**INPUT ROWS**
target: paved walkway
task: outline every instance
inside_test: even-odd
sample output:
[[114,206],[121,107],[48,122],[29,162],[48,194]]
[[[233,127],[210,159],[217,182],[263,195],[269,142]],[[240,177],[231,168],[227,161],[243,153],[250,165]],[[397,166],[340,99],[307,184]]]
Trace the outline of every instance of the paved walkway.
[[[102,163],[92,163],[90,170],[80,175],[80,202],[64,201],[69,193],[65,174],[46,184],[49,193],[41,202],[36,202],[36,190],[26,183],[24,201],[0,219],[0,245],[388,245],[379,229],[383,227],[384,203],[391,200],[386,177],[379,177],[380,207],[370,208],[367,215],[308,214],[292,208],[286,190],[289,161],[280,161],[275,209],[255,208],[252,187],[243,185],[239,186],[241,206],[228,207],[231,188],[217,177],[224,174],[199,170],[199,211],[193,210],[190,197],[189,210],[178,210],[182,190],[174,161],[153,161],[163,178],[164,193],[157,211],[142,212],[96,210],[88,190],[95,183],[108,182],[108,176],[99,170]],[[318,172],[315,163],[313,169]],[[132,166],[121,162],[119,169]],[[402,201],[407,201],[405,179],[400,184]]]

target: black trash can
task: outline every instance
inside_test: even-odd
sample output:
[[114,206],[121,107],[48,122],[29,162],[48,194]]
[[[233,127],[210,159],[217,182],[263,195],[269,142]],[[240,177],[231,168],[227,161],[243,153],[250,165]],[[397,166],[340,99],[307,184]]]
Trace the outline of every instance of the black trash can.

**THE REQUEST**
Rewrite all of the records above, switching "instance" to "occurrence" wherever it occurs and leaving everything else unchanged.

**COMPLETE OUTPUT**
target: paved walkway
task: outline every occurrence
inside_test: even-odd
sample output:
[[114,206],[121,107],[48,122],[29,162],[48,194]]
[[[233,127],[210,159],[217,182],[263,195],[269,142]],[[240,177],[231,168],[227,161],[243,153],[250,165]],[[397,166],[340,99],[307,184]]]
Trace the outline of every occurrence of the paved walkway.
[[[102,163],[92,163],[90,170],[80,175],[80,202],[64,201],[69,193],[65,174],[46,184],[49,193],[41,202],[36,202],[36,190],[26,183],[24,201],[0,219],[0,245],[388,245],[379,229],[383,227],[384,203],[391,200],[386,177],[379,177],[380,207],[370,208],[367,215],[308,214],[292,208],[286,190],[289,161],[280,161],[275,209],[255,208],[252,187],[243,185],[239,186],[241,206],[228,207],[231,188],[217,177],[224,174],[199,170],[199,211],[193,210],[190,197],[189,210],[178,210],[182,190],[174,161],[153,161],[163,178],[164,193],[157,211],[142,212],[96,210],[88,190],[95,183],[108,182],[108,176],[99,170]],[[318,172],[315,163],[313,169]],[[132,166],[121,162],[119,169]],[[402,201],[407,201],[405,179],[400,184]]]

target: black trash can
task: outline every occurrence
inside_test: even-odd
sample output:
[[114,206],[121,107],[48,122],[29,162],[48,194]]
[[[233,127],[210,159],[217,182],[263,195],[269,142]],[[240,177],[231,168],[227,161],[243,153],[250,165]],[[397,166],[340,99],[307,184]]]
Trace the outline of every occurrence of the black trash can.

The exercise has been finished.